According to Potarazu, Zeemee is currently targeting high school juniors and seniors, but hopes to soon achieve recognition among underclassmen in the coming months through online awareness campaigns.

However, one of the downsides to Zeemee is that colleges may not be willing to spend limited time and effort on an additional link when they already have so much to review.

According to College and Career Coordinator Luana Zimmerman, the greatest challenges to Zeemee’s growth are redundancy and time constraints. Selective colleges want to see creativity in the form of essays, not necessarily in pictures, and the online profile would likely be ignored by larger schools that receive tens of thousands of applications each year.

While Zimmerman finds that colleges have limited demand for the “generic form of expression” that Zeemee provides, those associated with the startup remain optimistic.

According to Metcalf, the company has worked with many admissions representatives from multiple prestigious universities as well as recognized faculty who suggest that that Zeemee has the opportunity to “revolutionize” the college application. The company’s advisory board includes Dr. Robert Chernak, Senior Vice-Provost of George Washington University, Russ Ramsey, Chairman of the Board Emeritus at George Washington University, and Phil Herget, Chairman of the College Foundation at UVA.

The startup’s unique “My Video” feature may also be its most popular among these notoriously hard-to-please college admissions officers.

“The video introduction that we encourage students to complete on their ZeeMee profile is something that admissions officers have told us they love,” Metcalf said. “This is an opportunity for a student to make their application come to life and provide a vivid, visual depiction of the story they are telling two-dimensionally in their essays.”

Zeemee also appeals to those concerned by the essay prompts of the common app as well as of school-specific applications, both of which tend to emphasize story-telling over personal description and creativity.

“Not everyone has a traumatic or dramatic story to tell,” Potarazu said. “In the college process, if you don’t have a story, or are guilty of being privileged, you’re at a disadvantage.”

Furthermore, another of Zeemee’s chief objectives is alleviating the stress of describing high-school life in a short time frame by allowing students to work on the applications throughout high school.

▶ **Task set**
- 1) In the Zeemee article, take the part that opens with the words containing "Furthermore, another of" and closes with "throughout high school.", and write it out again, substituting "pressure" for "stress".
- 2) Answer these questions from the Zeemee article:
(a) According to Potarazu, which students is Zeemee currently targeting?
(b) Who on the company's advisory board is Chairman of the College Foundation at UVA?
(c) Which feature does the article say may be the most popular among college admissions officers?
- 3) Please write the next part of the Zeemee article, picking up after its final sentence.

▶ **Given information**
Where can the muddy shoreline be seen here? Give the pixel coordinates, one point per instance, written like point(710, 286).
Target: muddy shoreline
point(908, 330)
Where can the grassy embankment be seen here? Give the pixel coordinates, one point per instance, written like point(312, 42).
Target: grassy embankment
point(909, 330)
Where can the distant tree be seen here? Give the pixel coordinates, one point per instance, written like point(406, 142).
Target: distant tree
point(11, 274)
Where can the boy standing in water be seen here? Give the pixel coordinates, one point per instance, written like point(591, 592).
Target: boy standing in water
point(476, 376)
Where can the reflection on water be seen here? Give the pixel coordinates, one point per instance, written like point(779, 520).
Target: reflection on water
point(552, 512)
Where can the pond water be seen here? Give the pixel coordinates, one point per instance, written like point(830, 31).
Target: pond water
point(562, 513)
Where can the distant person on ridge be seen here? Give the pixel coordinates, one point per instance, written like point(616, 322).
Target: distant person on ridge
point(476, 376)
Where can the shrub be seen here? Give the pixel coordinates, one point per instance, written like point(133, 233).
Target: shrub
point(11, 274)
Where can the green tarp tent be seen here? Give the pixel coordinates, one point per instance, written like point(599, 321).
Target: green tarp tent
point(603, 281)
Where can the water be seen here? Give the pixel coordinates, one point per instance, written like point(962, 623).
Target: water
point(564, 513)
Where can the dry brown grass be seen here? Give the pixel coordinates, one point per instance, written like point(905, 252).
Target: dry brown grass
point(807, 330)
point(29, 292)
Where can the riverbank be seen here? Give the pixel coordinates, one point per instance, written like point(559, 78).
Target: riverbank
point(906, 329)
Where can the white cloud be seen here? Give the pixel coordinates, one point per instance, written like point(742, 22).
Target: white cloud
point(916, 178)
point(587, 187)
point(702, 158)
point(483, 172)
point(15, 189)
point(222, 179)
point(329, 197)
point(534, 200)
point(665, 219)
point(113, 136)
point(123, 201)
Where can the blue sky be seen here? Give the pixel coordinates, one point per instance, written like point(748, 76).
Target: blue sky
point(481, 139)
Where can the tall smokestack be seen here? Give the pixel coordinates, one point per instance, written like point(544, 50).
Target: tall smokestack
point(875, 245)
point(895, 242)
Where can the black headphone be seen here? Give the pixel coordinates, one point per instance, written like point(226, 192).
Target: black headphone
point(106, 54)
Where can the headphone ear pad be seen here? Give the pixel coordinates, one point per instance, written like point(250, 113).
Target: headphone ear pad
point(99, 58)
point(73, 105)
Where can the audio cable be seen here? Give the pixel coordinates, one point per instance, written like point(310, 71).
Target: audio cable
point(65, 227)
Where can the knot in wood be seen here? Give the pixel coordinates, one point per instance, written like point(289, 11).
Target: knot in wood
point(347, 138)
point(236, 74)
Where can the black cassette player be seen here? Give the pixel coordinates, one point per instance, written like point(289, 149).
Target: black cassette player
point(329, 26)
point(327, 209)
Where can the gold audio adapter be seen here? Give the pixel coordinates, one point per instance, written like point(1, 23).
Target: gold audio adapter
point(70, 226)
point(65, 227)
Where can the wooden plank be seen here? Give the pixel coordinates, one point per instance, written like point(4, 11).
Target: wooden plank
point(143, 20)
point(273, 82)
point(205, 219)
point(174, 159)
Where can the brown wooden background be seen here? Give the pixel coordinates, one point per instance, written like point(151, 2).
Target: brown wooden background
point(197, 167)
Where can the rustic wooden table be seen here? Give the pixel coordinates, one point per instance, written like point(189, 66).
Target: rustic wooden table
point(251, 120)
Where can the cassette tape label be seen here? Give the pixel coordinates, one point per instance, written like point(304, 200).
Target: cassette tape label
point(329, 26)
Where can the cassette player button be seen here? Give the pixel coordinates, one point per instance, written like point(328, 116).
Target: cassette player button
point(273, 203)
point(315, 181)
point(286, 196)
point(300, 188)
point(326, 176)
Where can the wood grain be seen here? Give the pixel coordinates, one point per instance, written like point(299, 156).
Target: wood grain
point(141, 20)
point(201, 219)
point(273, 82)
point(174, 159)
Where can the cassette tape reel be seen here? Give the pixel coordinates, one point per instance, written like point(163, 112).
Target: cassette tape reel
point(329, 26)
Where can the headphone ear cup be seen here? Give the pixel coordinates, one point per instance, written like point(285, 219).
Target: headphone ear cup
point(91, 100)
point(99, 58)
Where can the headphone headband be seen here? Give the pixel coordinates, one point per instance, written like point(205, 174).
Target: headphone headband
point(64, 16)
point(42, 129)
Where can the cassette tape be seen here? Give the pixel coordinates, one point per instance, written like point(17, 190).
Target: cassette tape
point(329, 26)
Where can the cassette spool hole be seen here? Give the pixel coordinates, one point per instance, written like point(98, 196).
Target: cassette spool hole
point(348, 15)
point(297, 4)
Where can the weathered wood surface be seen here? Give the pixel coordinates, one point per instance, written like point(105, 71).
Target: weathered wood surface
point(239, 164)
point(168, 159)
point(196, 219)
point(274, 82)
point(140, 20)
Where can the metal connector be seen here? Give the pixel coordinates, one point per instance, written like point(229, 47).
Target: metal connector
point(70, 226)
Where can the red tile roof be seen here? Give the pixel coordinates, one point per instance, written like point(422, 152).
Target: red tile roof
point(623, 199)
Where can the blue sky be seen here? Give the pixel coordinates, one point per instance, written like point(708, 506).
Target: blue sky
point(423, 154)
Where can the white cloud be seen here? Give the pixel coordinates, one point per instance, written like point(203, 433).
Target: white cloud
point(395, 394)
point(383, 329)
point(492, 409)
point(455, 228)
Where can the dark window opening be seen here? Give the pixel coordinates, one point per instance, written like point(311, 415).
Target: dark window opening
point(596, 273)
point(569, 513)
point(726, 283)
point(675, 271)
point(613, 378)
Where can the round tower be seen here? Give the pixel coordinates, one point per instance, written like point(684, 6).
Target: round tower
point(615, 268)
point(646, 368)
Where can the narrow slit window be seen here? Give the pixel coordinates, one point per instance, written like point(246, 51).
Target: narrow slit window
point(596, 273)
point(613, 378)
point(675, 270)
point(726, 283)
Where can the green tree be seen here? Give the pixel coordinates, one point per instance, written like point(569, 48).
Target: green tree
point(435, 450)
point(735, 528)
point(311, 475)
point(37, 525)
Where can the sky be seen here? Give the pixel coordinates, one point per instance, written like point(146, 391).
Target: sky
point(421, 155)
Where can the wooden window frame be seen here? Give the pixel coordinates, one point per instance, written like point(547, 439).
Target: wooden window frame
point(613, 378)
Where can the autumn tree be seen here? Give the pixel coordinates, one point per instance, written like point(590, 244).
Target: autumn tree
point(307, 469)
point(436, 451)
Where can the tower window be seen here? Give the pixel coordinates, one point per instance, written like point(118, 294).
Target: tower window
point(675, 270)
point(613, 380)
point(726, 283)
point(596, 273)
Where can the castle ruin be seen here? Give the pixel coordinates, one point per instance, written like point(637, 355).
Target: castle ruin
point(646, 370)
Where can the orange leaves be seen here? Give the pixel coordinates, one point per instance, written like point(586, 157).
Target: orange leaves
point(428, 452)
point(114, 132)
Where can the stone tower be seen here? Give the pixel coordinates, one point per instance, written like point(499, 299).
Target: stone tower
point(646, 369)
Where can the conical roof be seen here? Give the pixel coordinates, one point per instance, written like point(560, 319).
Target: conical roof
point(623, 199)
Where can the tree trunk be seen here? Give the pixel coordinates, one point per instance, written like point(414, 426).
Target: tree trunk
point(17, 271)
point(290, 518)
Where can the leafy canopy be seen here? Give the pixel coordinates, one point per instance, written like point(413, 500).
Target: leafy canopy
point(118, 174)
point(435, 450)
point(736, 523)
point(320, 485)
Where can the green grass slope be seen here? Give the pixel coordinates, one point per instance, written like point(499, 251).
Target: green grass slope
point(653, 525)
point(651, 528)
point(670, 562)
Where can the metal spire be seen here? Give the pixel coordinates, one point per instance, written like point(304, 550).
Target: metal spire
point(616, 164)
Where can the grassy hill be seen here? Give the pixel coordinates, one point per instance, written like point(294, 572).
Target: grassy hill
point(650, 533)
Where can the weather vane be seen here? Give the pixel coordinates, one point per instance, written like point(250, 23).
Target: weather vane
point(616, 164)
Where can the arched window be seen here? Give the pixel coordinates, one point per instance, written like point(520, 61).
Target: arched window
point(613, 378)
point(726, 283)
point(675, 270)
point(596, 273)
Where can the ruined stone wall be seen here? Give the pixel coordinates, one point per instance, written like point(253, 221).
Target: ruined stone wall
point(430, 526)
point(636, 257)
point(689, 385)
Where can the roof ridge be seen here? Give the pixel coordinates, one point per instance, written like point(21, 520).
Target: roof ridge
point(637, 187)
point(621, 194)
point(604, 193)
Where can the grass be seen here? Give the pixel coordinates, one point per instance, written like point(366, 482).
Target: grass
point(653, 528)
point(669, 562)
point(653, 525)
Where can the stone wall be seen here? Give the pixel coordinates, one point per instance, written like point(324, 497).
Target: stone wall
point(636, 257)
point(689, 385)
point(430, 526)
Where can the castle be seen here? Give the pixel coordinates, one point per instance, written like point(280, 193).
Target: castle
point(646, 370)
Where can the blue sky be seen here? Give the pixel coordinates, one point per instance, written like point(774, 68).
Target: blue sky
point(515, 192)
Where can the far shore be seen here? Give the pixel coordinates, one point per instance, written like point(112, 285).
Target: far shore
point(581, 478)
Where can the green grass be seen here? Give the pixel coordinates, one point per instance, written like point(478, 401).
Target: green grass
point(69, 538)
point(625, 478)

▶ **Answers by task**
- 1)
Furthermore, another of Zeemee’s chief objectives is alleviating the pressure of describing high-school life in a short time frame by allowing students to work on the applications throughout high school.

- 2)
(a) High school juniors and seniors
(b) Phil Herget
(c) The "My Video" feature

- 3)
“Instead of packing the application process into a 3-6 month period, all students would have completed applications by the spring semester of their junior year: when the time to apply comes around, they simply click ‘submit,’ and a highly stressful, angst-ridden process is redefined by one that is relaxed, calculated, and efficient,” Metcalf said.

According to Zimmerman, social media has grown faster than anyone could have anticipated and may very well influence the college process presently and in the future. Those involved with Zeemee would claim this is a positive trend, not something to be dreaded by students and parents as it is currently.

“We are the Instagram generation, always framing our life through different lenses, and we should be able to take advantage of that,” Potarazu said.

Including a link to an applicant’s Zeemee profile might be preferable to another popular trend among CHS upperclassmen: changing names on Facebook to hide one’s profile from prying college admissions officers. Some even delete their accounts for fear of an off-color comment or a picture counting against them in the application process.

“I could see why they would do it, [but] it would be better to make sure you don’t do things that are bad for colleges in the first place,” Abdun-Nabi said.

Zeemee aims to merge social media with college applications at a time when it seems toxic to do so in order to benefit not only students, but also admissions officers.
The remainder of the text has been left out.